--- PROVIDED DATA ---
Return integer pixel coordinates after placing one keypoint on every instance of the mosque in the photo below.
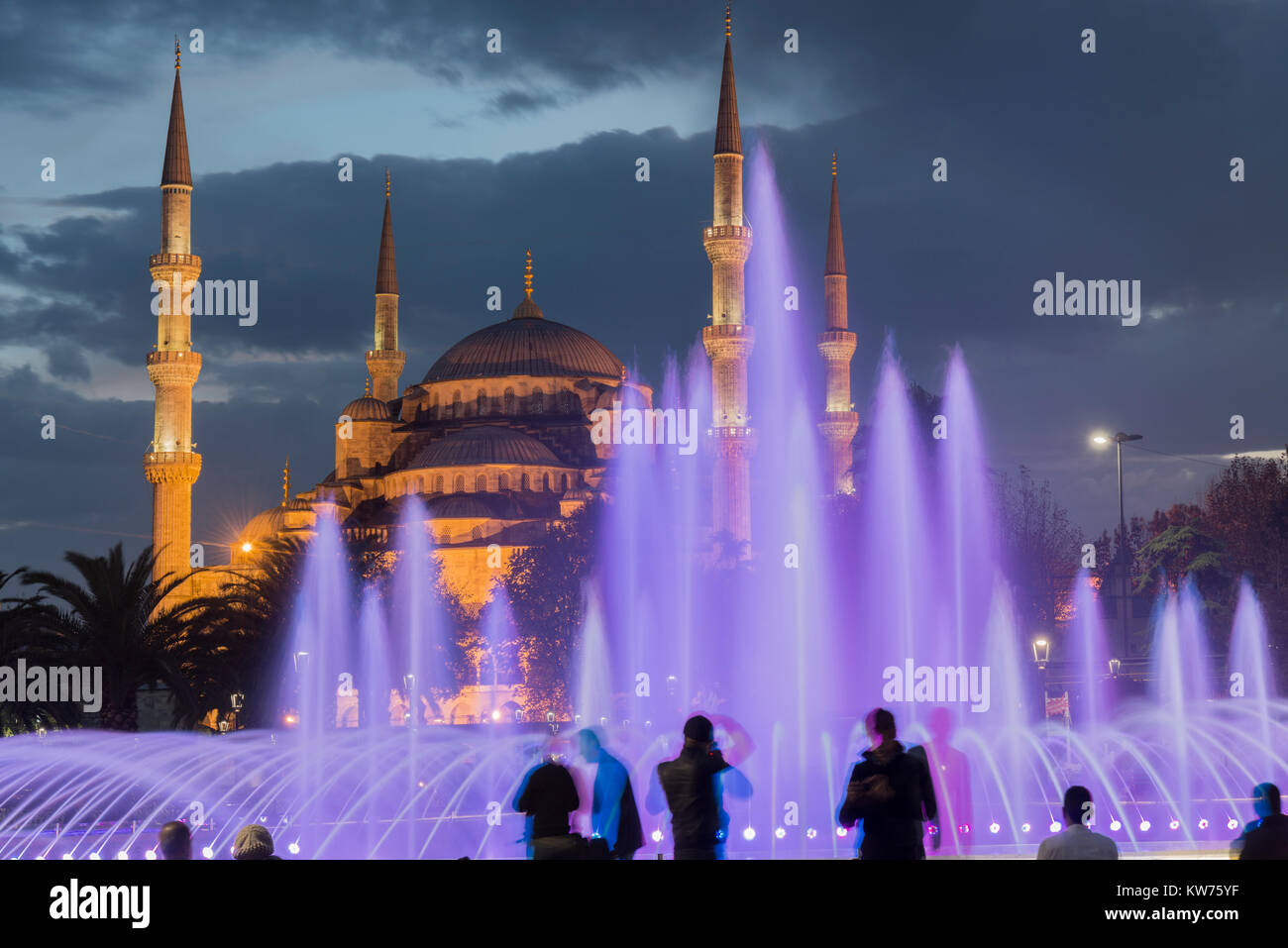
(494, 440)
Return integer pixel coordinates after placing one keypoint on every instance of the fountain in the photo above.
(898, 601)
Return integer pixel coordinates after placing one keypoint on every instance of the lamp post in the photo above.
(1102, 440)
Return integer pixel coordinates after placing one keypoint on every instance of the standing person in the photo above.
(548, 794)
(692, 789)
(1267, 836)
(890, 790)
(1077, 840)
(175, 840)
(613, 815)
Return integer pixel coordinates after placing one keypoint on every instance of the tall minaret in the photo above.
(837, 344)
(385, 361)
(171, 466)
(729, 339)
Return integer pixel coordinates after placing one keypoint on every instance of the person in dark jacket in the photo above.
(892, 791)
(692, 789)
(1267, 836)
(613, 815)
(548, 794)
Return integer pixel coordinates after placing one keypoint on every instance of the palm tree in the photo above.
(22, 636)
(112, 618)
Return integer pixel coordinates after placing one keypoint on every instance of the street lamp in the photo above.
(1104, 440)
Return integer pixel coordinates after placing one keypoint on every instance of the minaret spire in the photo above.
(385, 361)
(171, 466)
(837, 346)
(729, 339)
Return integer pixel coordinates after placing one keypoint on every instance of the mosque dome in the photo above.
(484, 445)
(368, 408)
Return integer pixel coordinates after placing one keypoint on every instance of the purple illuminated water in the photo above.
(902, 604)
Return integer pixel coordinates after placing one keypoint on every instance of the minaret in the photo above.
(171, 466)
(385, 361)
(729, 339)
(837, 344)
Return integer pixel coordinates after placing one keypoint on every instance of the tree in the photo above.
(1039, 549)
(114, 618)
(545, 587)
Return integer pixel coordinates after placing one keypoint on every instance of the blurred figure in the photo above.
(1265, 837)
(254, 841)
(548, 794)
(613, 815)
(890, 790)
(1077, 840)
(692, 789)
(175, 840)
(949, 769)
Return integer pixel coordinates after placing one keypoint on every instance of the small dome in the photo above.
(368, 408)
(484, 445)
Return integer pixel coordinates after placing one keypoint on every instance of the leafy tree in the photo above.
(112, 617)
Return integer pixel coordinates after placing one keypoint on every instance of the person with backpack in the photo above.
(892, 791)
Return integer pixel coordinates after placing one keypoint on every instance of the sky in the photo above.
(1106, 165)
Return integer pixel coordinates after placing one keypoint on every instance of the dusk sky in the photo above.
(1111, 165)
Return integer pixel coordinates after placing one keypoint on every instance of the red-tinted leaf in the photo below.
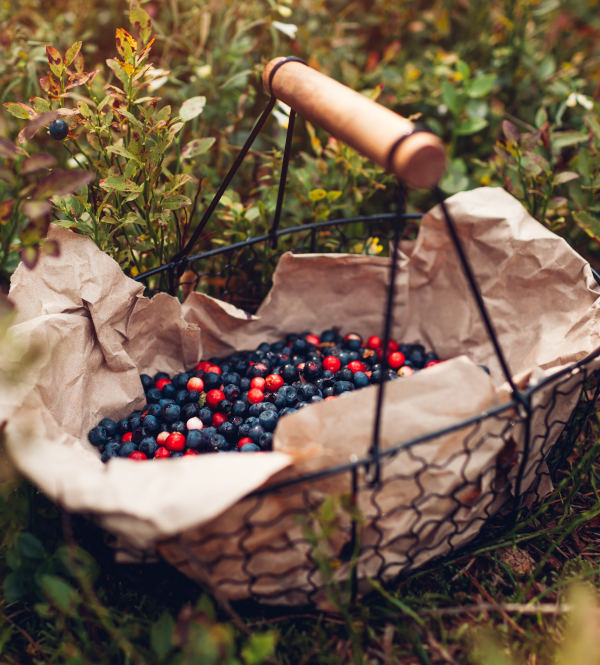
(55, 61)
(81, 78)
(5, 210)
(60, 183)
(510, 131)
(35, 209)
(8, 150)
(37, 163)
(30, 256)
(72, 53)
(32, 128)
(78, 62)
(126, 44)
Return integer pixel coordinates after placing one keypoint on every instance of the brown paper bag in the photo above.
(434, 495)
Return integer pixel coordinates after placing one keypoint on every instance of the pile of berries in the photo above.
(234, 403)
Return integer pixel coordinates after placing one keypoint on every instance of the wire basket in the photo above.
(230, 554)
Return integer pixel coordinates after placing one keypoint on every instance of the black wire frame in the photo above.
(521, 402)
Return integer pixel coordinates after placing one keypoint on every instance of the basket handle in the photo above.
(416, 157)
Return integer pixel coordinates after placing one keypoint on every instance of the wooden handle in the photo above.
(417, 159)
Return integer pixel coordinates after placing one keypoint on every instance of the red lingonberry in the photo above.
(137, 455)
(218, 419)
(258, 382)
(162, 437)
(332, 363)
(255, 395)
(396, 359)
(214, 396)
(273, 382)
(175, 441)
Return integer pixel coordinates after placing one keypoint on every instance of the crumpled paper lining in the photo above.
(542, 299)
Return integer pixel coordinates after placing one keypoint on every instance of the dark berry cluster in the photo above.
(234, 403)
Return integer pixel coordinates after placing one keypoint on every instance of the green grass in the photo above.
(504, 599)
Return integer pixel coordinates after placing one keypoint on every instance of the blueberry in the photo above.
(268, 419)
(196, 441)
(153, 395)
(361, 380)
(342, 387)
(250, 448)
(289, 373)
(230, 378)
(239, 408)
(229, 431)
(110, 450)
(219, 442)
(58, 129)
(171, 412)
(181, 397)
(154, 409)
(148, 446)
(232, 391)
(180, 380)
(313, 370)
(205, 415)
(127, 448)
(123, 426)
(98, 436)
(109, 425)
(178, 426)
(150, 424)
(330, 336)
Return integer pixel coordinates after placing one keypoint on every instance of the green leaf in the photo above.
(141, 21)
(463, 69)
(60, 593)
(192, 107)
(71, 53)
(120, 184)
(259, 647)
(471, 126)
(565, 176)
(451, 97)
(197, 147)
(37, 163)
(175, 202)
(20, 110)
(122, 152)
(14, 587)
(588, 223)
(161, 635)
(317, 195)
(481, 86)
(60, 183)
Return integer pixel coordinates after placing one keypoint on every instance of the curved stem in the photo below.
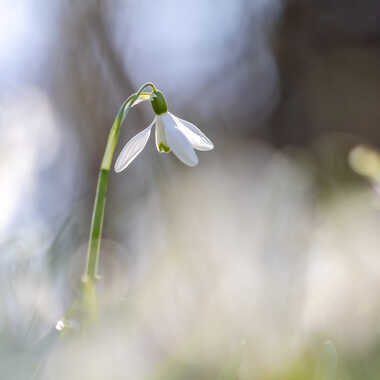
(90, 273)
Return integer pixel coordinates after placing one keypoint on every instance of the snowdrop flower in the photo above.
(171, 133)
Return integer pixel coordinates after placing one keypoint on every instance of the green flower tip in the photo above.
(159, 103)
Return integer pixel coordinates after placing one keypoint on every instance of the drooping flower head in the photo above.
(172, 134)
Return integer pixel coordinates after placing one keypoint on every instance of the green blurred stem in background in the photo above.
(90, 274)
---
→ WHAT TO PRODUCE
Rewrite all of the lines above with "integer pixel coordinates" changed to "whole-number pixel coordinates" wherever it occurs, keeping everything else identical. Omit the pictures from your output.

→ SOLUTION TO THIS TASK
Return whole-number pixel coordinates after placing one keypoint on every instance of the mosque in the photo below.
(494, 440)
Return whole-number pixel coordinates after placing one keypoint on every instance of the fountain in the photo above.
(898, 601)
Return whole-number pixel coordinates after placing one keypoint on every instance of the lamp post in the photo above.
(1102, 440)
Return whole-number pixel coordinates after placing one keypoint on every instance of the standing person in the photo above.
(548, 794)
(692, 789)
(1267, 836)
(890, 790)
(1077, 840)
(175, 840)
(613, 815)
Return whole-number pixel coordinates after placing one keypoint on every instance of the tall minaret in the photo above.
(837, 344)
(385, 361)
(171, 466)
(729, 339)
Return whole-number pixel coordinates after placing one keypoint on every instance of the person in dark jacket in the photo above.
(892, 791)
(692, 789)
(1267, 836)
(613, 815)
(548, 794)
Return whole-number pixel coordinates after placing one keypoint on every instance of the palm tree in the photo above.
(22, 636)
(112, 618)
Return whole-number pixel coordinates after placing one keypoint on every instance of the street lamp in the photo above.
(1104, 440)
Return whole-number pixel coordinates after placing one keypoint on every instance of the minaret spire in the photo above.
(385, 361)
(171, 466)
(837, 346)
(729, 339)
Return whole-number pixel coordinates after placing one keypoint on every instance of the mosque dome in the photo above.
(484, 445)
(368, 408)
Return whole-number pixel coordinates after placing one keypoint on every instance of the purple illuminated water in the photo above.
(902, 604)
Return whole-number pixel coordinates after placing one keypoint on every instance of the minaret in the photo above.
(171, 466)
(385, 361)
(729, 339)
(837, 344)
Return whole-number pixel coordinates after placing one keypoint on every instance of the tree in the photo above.
(1039, 549)
(114, 618)
(545, 587)
Return whole-number pixel coordinates after placing one keypoint on every instance of the blurred figure in the photo above.
(1265, 837)
(254, 841)
(548, 794)
(613, 815)
(890, 790)
(1077, 840)
(692, 789)
(175, 840)
(949, 769)
Return whole-number pixel coordinates after placing one keypoint on every instance of the small dome in the photo above.
(368, 408)
(484, 445)
Return whole-number pixel coordinates after placing one keypoint on every instance of the leafy tree in the photo above.
(112, 617)
Return whole-number pixel coordinates after placing one keypoint on every instance of the person with backpack in the photo above.
(892, 791)
Return whole-number pixel coordinates after placing one keypoint on every instance of the sky in the photo above.
(1106, 165)
Return whole-number pixel coordinates after placing one keypoint on every instance of the dusk sky in the photo above.
(1111, 165)
Return whole-number pixel coordinates after placing one keypoint on every instance of the red-tinted leaf in the photo below.
(55, 61)
(81, 78)
(5, 210)
(60, 183)
(510, 131)
(35, 209)
(8, 150)
(37, 163)
(30, 256)
(72, 53)
(32, 128)
(78, 62)
(126, 44)
Return whole-number pixel coordinates after placing one keypoint on every instance of the brown paper bag in the photo above.
(434, 495)
Return whole-number pixel coordinates after placing one keypoint on every instance of the pile of berries in the photo above.
(234, 403)
Return whole-number pixel coordinates after placing one keypoint on every instance of the wire basket in the photo above.
(230, 554)
Return whole-number pixel coordinates after placing one keypoint on every instance of the black wire frame in the photo above.
(521, 402)
Return whole-number pixel coordinates after placing one keypoint on every instance of the basket handle in the photo above.
(416, 157)
Return whole-number pixel coordinates after placing one keypoint on every instance of the wooden handle in the photo above.
(417, 159)
Return whole-number pixel coordinates after placing one keypoint on every instance of the red lingonberry in the photo above.
(137, 455)
(218, 419)
(258, 382)
(162, 437)
(332, 363)
(255, 395)
(396, 359)
(214, 396)
(273, 382)
(175, 441)
Return whole-number pixel coordinates after placing one keypoint on every instance of the crumpled paper lining in the photo above.
(542, 299)
Return whole-number pixel coordinates after placing one keypoint on every instance of the dark berry cluster in the photo above.
(234, 403)
Return whole-number pixel coordinates after placing one keypoint on every instance of the green grass in the photo above.
(504, 599)
Return whole-number pixel coordinates after placing one keypoint on every instance of the blueberry in the photo above.
(268, 419)
(196, 441)
(153, 395)
(361, 380)
(342, 387)
(250, 448)
(289, 373)
(230, 378)
(239, 408)
(229, 431)
(110, 450)
(219, 442)
(58, 129)
(171, 412)
(181, 397)
(154, 409)
(148, 446)
(232, 391)
(180, 380)
(313, 370)
(205, 415)
(127, 448)
(123, 426)
(98, 436)
(109, 425)
(178, 426)
(150, 424)
(330, 336)
Return whole-number pixel coordinates after placing one keypoint on every instance of the green leaf in the photo above.
(141, 21)
(463, 69)
(60, 593)
(192, 107)
(71, 53)
(120, 184)
(259, 647)
(471, 126)
(565, 176)
(451, 97)
(197, 147)
(37, 163)
(175, 202)
(20, 110)
(122, 152)
(14, 587)
(588, 223)
(161, 635)
(317, 195)
(481, 86)
(60, 183)
Return whole-number pixel coordinates after placing one keypoint on every instance of the curved stem in the photo below.
(90, 273)
Return whole-number pixel coordinates after placing one keypoint on every instance of the snowdrop flower in the photo above.
(171, 133)
Return whole-number pixel coordinates after placing one keypoint on every instance of the green flower tip in the photo above.
(159, 103)
Return whole-number pixel coordinates after placing one keypoint on every instance of the drooping flower head in the photo above.
(172, 134)
Return whole-number pixel coordinates after placing one keypoint on every instance of the green blurred stem in background in the photo above.
(90, 274)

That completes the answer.